• Shape annotation entries:
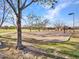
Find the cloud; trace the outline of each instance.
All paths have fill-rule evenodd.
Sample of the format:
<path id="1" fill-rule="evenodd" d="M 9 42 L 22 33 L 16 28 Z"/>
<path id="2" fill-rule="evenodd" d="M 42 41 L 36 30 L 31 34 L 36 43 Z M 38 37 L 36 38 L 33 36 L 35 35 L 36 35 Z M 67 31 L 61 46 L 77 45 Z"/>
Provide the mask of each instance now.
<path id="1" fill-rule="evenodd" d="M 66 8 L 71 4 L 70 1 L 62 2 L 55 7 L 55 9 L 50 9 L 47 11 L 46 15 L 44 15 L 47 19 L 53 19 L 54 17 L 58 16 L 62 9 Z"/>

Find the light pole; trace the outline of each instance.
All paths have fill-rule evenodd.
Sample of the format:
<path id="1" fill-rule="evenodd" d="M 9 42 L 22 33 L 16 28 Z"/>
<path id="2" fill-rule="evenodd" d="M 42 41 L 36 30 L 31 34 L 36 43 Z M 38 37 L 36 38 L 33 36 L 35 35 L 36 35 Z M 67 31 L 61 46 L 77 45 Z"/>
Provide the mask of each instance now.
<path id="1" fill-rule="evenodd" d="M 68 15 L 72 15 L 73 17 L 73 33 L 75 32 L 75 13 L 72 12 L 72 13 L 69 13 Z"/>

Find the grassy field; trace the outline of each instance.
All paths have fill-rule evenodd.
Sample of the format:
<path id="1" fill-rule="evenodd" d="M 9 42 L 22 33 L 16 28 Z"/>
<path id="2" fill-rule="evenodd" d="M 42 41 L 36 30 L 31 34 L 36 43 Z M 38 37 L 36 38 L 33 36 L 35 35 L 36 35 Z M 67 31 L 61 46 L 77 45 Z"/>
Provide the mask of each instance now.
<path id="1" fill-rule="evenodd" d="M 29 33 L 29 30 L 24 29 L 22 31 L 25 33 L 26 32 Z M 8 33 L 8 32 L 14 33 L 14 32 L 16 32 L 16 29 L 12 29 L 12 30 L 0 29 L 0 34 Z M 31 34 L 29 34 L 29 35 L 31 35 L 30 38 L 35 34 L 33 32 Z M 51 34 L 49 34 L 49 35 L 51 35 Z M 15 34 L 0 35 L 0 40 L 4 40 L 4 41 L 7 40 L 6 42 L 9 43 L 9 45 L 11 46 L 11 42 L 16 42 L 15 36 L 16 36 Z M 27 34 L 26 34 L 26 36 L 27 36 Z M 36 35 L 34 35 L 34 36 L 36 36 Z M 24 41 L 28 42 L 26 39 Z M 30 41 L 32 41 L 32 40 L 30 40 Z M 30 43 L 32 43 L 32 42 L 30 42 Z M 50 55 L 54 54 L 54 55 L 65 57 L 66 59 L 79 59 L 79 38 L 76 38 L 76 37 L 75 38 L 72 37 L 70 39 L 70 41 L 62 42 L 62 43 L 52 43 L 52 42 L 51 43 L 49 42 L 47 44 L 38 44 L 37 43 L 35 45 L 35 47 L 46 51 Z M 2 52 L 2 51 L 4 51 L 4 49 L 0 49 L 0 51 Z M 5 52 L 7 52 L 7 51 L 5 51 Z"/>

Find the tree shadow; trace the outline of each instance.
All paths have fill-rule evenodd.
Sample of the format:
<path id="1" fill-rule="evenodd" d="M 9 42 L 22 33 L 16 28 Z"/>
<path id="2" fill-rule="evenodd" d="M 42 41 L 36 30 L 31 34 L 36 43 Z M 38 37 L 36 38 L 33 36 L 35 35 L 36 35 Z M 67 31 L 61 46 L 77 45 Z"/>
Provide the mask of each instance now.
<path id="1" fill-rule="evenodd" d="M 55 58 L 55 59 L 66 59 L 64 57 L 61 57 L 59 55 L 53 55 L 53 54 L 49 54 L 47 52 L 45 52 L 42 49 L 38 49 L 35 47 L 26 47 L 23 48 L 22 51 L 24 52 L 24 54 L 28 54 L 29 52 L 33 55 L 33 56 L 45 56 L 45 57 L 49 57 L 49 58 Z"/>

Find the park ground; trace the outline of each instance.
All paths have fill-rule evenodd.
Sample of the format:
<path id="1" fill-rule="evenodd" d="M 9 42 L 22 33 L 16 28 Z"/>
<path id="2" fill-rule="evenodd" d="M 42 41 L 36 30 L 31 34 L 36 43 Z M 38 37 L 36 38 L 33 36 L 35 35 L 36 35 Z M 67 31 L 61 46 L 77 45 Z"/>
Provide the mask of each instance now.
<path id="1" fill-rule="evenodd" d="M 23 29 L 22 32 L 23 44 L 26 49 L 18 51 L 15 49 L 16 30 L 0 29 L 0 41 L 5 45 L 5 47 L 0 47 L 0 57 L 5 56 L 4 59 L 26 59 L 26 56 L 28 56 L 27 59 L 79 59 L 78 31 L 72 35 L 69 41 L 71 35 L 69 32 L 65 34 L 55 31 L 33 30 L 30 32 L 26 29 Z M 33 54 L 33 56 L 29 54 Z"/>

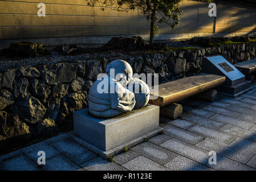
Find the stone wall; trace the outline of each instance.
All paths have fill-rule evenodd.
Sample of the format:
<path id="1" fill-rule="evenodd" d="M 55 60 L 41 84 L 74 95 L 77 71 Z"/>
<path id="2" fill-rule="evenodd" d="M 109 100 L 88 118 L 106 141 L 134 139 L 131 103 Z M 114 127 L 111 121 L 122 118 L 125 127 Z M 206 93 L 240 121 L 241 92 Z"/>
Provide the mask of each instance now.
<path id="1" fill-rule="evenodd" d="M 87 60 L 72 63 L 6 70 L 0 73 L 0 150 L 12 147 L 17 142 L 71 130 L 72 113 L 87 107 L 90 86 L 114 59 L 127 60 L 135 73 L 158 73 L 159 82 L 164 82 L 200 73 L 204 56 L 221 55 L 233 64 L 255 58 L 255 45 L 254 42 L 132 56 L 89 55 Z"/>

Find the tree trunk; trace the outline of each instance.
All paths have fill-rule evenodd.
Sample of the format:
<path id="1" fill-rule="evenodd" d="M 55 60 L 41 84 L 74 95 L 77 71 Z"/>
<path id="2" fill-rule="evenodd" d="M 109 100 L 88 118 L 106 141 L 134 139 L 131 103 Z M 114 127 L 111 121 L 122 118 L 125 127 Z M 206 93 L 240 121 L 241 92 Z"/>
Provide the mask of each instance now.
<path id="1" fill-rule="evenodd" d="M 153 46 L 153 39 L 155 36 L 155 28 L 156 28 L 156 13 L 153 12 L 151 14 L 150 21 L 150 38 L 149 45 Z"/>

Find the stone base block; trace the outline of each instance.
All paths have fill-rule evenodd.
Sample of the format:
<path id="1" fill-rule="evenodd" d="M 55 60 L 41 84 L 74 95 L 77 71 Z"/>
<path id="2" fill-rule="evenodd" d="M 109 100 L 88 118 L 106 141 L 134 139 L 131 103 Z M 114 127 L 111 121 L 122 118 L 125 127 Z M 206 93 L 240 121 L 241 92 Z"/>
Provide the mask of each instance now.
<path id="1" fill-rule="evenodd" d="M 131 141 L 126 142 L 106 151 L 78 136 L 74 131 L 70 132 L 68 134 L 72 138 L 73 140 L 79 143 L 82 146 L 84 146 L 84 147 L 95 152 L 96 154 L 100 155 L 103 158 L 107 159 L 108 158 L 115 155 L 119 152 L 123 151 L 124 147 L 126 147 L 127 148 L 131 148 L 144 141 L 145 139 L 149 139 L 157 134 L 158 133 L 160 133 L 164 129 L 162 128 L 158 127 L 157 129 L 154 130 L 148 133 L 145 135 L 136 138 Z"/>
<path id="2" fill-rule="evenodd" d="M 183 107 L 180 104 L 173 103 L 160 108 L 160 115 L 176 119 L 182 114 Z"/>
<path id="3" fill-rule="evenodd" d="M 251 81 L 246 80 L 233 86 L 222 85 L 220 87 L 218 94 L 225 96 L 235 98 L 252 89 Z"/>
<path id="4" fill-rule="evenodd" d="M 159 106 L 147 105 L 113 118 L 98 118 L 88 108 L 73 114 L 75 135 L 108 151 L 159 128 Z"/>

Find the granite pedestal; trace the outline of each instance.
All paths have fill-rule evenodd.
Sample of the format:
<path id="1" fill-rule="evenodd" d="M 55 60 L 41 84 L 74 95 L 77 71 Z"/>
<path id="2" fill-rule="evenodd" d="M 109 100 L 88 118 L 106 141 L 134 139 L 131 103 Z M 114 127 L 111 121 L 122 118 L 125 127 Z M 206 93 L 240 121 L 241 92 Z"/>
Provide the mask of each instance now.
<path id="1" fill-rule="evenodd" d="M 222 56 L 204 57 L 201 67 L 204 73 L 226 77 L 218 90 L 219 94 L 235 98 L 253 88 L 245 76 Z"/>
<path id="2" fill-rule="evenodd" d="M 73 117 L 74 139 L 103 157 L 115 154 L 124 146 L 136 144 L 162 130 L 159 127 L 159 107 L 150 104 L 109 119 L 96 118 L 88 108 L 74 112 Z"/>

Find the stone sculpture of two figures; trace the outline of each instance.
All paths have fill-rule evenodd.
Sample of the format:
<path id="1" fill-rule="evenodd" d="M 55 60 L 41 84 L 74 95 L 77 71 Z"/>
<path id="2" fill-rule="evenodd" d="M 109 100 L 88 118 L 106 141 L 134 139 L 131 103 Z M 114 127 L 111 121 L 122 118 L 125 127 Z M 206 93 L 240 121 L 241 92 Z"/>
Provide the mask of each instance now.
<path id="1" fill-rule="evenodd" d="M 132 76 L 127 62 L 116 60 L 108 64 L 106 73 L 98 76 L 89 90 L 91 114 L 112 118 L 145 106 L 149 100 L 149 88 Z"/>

• AIM:
Render the material as a JSON list of strings, one string per line and blank lines omitted, starting with the line that contains "Find the granite" and going on through the line that contains "222 56 L 204".

• PROBLEM SOLUTION:
[
  "Find the granite pedestal; trace the outline of each instance.",
  "All paths have fill-rule evenodd.",
  "Sample of the format:",
  "<path id=\"1\" fill-rule=\"evenodd\" d=\"M 55 60 L 41 84 L 74 95 L 77 71 Z\"/>",
  "<path id=\"2\" fill-rule=\"evenodd\" d=\"M 109 100 L 88 118 L 106 141 L 134 139 L 131 103 Z M 114 127 L 111 121 L 122 118 L 125 127 Z M 206 93 L 240 121 L 241 92 Z\"/>",
  "Provide the mask of each instance now.",
  "<path id=\"1\" fill-rule=\"evenodd\" d=\"M 222 56 L 204 57 L 201 67 L 204 73 L 226 77 L 218 90 L 219 94 L 235 98 L 253 88 L 245 76 Z\"/>"
]